== Text under study ==
Reality has no name

We find it so easy to use words as the ‘names’ of things that we don’t recognize when these ‘names’ over-extend their ‘nameness’ or naming function into generalities that cannot possibly be considered as actual entities.

It seems to make sense, and it is even commonplace, to refer to that tall woody thing that dumps leaves on my lawn every autumn a ‘tree.’ further extending that to other entities like it, collectively, as ‘trees’ is simply grammatical pluralization, again making sense according to the rules of both classical logic and modern biology. But – what is a thing called ‘forest’? where is such an entity? Is it just more ‘trees’? A spot on a map? Something that isn’t a desert? What’s a desert?

Most people are not aware that the Antarctic is considered a desert by scientists. ( http://www.answers.com/Q/Is_Antarctica_a_desert ) I think most of us believe that ‘desert’ signifies a geographical space that is hot and sandy. And because most of us use the word in this way and refer to images, and experiences, and narratives including these qualities, we would be right. The Antarctic is something else. But only in so far as we imagine it, and experience it (if we are fortunate enough). Otherwise – well, scientists have agreed to call it a desert. Fine; who would argue with science? But it’s no ‘desert’ as most of us who use the term would imagine it to be.

The fact is, language is not about naming objects; it is not a mirror of nature, it does not validate ‘justified true beliefs’.

I see no difficulty in saying that forests don’t exist in nature.
===
== Dataset ==
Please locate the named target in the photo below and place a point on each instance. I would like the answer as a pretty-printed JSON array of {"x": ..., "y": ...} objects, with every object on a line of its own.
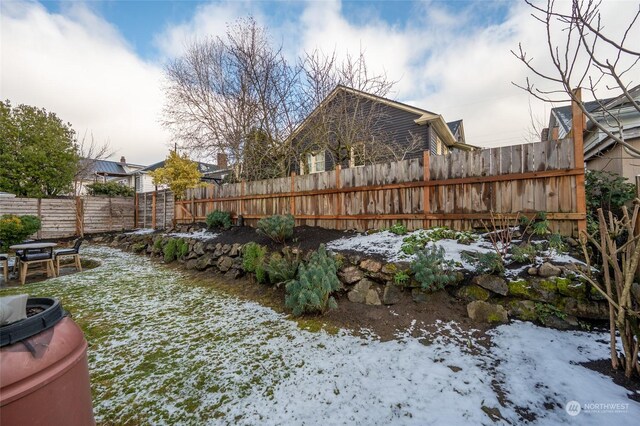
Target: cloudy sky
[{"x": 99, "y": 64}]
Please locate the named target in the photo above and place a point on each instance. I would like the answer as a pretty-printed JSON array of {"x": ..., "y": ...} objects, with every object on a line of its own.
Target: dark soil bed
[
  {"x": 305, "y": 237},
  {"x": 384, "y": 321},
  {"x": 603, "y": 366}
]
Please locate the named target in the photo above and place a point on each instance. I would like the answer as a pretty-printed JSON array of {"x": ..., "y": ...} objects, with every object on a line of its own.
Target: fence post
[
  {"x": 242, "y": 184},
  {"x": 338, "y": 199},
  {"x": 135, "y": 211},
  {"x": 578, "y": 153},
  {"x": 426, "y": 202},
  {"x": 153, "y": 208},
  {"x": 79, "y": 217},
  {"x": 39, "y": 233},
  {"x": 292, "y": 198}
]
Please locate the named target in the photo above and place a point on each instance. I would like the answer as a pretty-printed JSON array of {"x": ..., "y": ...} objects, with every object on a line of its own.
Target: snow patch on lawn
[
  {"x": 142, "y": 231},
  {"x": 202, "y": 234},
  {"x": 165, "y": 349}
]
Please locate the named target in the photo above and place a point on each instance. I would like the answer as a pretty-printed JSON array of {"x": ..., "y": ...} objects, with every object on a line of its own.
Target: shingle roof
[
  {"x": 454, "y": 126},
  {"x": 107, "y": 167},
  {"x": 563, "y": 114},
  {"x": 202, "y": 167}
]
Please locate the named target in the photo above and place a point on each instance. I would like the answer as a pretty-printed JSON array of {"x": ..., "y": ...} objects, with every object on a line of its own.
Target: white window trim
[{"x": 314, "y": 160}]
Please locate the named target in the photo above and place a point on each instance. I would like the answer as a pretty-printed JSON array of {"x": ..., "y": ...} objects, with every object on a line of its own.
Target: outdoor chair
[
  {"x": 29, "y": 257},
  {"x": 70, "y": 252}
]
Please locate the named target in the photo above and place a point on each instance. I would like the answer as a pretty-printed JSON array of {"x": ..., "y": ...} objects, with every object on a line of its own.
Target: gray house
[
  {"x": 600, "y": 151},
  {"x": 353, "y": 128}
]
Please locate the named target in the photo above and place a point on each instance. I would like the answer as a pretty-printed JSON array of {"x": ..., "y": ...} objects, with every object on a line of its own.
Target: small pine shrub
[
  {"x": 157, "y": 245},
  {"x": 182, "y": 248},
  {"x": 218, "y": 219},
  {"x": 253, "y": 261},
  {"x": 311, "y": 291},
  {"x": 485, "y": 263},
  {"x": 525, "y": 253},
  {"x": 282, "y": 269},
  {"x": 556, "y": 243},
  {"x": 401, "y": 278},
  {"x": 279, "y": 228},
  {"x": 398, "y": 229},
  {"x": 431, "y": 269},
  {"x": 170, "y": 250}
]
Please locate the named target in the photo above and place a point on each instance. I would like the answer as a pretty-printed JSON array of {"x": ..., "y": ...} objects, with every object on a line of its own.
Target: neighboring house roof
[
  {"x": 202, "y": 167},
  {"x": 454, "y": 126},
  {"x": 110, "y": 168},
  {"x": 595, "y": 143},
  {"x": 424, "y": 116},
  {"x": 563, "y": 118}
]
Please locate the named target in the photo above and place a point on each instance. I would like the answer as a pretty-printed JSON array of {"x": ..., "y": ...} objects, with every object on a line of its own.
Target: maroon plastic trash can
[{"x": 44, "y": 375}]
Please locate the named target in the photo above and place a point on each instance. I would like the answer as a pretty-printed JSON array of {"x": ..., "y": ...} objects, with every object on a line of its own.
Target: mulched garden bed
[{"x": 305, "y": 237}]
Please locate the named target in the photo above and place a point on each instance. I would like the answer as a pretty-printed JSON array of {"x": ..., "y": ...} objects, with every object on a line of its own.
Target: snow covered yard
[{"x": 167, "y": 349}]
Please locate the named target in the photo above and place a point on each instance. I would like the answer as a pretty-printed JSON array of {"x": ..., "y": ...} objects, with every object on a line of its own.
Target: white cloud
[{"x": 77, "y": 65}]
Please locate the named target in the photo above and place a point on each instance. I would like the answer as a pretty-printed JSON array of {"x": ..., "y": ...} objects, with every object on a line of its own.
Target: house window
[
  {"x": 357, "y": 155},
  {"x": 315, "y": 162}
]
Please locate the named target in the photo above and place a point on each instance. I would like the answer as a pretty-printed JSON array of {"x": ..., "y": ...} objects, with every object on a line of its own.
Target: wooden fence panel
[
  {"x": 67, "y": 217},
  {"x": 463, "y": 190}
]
===
Exercises =
[A] Answer these about the essay on words and reality:
(i) What does the tall woody thing dump on the writer's lawn every autumn?
(ii) Which place do scientists consider a desert?
(iii) What does the writer see no difficulty in saying about forests?
[B] Reproduce the essay on words and reality from "Most people are" to "validate ‘justified true beliefs’.".
[C] Go on with the essay on words and reality, starting after its last sentence.

Task answers =
[A]
(i) Leaves.
(ii) The Antarctic.
(iii) That forests don't exist in nature.

[B]
Most people are not aware that the Antarctic is considered a desert by scientists. ( http://www.answers.com/Q/Is_Antarctica_a_desert ) I think most of us believe that ‘desert’ signifies a geographical space that is hot and sandy. And because most of us use the word in this way and refer to images, and experiences, and narratives including these qualities, we would be right. The Antarctic is something else. But only in so far as we imagine it, and experience it (if we are fortunate enough). Otherwise – well, scientists have agreed to call it a desert. Fine; who would argue with science? But it’s no ‘desert’ as most of us who use the term would imagine it to be.

The fact is, language is not about naming objects; it is not a mirror of nature, it does not validate ‘justified true beliefs’.

[C]
We walk among these tall, rough-shelled things with irregular poles sticking out of them, all covered with thin green things. We’ve come to call these things ‘trees,’ with their ‘branches’ growing ‘leaves.’ To the extent we can differentiate a large number of these ‘trees’ from areas without much of them, or any of them, we have come to call the area with the ‘trees’ a ‘forest,’ so we have a location in space to which to refer for the sake of directions.

There are a number of ways we’ve developed to address these phenomena, including careful dissection and analyses of activities and events that permit the objects under study continued existence. But do ‘forests’ exist? Do even ‘trees’ exist except within the discourse of humans needing to refer to ‘those things there’? I confess I doubt this.

What we call tomatoes are fruit, and watermelons are vegetables – until we get to the table; then it is neither wrong nor nonsense to toss the tomato into the vegetable salad, and afterwards, enjoy the fruity flavor of the watermelon.

Individuals cannot define words arbitrarily. But the meaning of words is found in their usage, not in the existence of objects to which they are used to refer. That gives us some collective power over how we can or should use words. So distinctions between words and their references are very important.

Do forests exist ‘in reality?’ I’m not sure I recognize that as a legitimate question.

5 thoughts on “Reality has no name

  1. Do forests exist ‘in reality?’

    Sure they do. But I think you have confused yourself.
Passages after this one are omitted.